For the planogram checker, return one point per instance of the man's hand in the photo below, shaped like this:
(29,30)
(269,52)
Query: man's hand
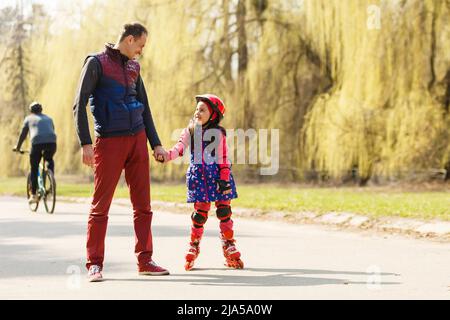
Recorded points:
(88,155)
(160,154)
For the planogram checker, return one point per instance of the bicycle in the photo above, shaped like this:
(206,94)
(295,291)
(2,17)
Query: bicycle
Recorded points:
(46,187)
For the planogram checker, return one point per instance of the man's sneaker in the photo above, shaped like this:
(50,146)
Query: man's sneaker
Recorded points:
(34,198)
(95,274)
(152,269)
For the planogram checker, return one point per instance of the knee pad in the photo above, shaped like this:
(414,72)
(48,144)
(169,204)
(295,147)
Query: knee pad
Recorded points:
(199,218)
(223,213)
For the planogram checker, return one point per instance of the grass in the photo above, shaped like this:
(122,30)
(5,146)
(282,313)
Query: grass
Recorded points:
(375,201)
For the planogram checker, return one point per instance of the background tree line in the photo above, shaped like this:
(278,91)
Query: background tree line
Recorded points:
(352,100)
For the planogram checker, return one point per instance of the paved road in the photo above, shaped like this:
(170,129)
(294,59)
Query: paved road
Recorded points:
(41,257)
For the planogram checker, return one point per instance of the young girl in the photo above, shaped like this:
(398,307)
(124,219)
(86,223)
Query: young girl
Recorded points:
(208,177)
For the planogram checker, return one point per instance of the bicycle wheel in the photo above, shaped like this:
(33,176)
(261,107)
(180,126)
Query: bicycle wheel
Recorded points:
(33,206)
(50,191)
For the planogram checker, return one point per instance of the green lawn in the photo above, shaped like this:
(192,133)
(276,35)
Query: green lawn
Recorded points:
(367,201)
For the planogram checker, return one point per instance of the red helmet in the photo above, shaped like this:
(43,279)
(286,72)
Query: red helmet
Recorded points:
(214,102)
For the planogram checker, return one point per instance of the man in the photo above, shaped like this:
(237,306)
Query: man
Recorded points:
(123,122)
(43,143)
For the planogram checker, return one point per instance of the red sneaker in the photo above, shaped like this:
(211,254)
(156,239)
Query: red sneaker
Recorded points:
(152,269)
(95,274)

────

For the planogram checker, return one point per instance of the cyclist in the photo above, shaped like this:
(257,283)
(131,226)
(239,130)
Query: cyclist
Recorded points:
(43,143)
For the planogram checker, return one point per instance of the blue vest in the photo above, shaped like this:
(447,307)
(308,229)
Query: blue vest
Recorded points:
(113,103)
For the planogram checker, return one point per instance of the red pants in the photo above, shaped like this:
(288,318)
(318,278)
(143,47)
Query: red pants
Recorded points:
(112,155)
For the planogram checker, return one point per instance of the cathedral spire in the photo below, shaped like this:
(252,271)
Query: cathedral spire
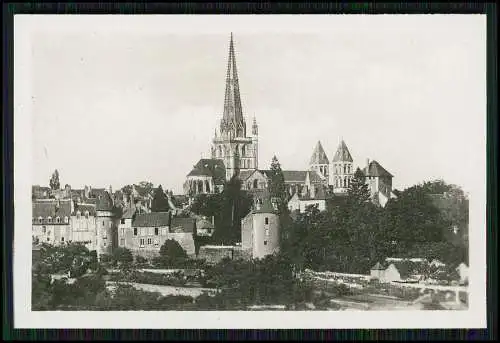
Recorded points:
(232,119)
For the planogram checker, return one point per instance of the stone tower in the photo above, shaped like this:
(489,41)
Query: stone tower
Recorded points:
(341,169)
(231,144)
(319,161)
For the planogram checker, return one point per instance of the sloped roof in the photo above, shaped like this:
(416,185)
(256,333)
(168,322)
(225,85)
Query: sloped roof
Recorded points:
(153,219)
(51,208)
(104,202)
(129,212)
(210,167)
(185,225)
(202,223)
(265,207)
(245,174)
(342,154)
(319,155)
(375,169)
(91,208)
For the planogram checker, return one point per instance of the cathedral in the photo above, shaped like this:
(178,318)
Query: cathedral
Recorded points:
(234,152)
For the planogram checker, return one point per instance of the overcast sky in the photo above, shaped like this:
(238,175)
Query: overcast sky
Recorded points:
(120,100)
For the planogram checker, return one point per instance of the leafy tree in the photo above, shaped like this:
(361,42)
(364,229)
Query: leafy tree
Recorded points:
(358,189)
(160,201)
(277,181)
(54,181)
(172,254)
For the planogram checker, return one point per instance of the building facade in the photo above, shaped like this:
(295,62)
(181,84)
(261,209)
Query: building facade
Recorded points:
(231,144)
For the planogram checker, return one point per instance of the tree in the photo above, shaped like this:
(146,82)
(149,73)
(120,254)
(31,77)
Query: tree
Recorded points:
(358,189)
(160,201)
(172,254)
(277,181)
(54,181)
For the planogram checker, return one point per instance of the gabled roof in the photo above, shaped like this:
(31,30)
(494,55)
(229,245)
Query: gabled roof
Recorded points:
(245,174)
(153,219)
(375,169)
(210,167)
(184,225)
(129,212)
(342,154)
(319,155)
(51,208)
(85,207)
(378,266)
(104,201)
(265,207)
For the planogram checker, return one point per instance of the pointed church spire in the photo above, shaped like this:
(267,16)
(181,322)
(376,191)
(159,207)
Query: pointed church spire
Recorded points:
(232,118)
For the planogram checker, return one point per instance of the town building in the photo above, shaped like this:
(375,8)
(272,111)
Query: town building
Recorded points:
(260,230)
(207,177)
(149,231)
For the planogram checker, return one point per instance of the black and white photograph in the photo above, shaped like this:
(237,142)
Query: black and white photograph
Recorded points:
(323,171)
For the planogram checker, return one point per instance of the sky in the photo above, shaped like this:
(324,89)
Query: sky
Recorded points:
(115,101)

────

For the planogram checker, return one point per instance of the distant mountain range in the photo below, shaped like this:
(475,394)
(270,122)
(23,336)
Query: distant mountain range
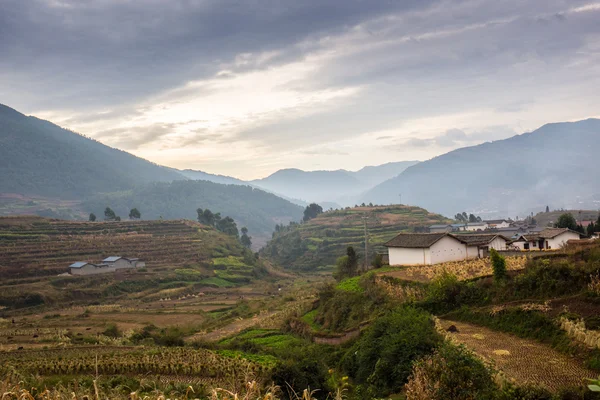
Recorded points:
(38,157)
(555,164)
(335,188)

────

### Exercise directions
Please list each line of the entries above that contains the word "town".

### Output for this task
For the planogram checker, return one point per instance of the town building in the photo above, shaped like this:
Query: town building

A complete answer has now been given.